**GOAL**
Copy everything from the line containing "Reviewer note: every instance of the countertop" down to the end of the rows, replacing "dryer vent hose" with "dryer exhaust hose" and leaving all else unchanged.

Rows from a dataset
....

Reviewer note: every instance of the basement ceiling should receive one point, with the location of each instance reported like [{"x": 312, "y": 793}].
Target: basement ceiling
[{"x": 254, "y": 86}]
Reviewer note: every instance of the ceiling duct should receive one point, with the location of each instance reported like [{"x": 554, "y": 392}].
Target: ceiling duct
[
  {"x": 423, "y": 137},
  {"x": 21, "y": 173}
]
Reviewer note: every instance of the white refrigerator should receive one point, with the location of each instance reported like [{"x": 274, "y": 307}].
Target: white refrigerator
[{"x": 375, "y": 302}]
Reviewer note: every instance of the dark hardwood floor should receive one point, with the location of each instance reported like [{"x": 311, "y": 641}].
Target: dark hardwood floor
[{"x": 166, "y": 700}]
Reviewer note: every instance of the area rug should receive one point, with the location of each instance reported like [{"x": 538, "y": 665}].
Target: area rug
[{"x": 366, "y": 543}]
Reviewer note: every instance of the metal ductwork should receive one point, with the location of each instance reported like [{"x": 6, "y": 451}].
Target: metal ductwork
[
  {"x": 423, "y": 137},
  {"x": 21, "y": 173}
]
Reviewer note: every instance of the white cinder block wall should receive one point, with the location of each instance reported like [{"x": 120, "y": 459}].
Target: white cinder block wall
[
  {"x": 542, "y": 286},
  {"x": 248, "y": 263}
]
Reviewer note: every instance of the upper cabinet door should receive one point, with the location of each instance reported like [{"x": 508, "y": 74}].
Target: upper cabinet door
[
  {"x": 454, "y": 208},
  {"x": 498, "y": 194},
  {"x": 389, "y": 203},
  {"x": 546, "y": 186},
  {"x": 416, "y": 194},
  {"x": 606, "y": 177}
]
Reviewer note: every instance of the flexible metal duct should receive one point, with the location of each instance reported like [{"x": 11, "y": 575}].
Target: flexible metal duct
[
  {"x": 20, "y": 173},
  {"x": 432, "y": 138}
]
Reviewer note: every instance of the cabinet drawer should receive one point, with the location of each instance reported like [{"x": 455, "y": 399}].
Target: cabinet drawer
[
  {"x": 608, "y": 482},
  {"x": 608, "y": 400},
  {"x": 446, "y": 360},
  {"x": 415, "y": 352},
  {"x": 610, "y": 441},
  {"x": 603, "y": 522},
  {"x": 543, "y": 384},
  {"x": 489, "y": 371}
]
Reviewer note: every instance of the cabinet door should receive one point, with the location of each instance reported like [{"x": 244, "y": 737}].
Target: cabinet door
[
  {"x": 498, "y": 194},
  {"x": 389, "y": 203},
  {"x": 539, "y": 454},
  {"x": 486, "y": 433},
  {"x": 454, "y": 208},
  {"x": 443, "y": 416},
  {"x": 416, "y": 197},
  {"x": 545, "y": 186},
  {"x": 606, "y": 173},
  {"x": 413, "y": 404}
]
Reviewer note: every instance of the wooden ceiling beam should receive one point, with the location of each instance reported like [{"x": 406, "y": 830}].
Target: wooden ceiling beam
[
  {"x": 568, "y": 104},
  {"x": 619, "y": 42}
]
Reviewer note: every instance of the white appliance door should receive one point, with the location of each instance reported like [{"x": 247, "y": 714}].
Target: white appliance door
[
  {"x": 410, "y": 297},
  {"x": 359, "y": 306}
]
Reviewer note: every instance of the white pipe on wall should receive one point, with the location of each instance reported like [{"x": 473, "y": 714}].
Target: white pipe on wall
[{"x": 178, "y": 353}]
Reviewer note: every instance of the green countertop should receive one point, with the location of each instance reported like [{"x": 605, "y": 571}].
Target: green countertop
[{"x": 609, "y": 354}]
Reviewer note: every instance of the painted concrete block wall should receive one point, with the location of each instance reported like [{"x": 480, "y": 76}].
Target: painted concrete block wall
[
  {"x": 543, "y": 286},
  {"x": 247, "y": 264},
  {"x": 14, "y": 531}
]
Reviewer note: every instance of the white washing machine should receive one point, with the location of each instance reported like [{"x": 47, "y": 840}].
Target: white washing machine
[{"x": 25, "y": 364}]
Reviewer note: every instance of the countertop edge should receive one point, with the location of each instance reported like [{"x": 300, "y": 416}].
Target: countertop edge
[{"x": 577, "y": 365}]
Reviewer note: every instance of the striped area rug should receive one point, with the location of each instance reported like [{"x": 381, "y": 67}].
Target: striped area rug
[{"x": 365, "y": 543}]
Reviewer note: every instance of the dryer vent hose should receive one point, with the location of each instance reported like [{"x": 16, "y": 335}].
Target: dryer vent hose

....

**SOLUTION TO THIS EXERCISE**
Reviewer note: every instance of the countertop edge should receive one point, with the location of each instance reported like [{"x": 300, "y": 416}].
Target: countertop edge
[{"x": 577, "y": 365}]
Reviewer note: every instance of the striped area rug should receive one point, with the location of each instance reported like [{"x": 381, "y": 67}].
Target: striped area rug
[{"x": 365, "y": 543}]
Reviewer note: every instance of the dryer exhaust hose should receive one point, with the location of each instance reported like [{"x": 16, "y": 335}].
Target: dryer exhaust hose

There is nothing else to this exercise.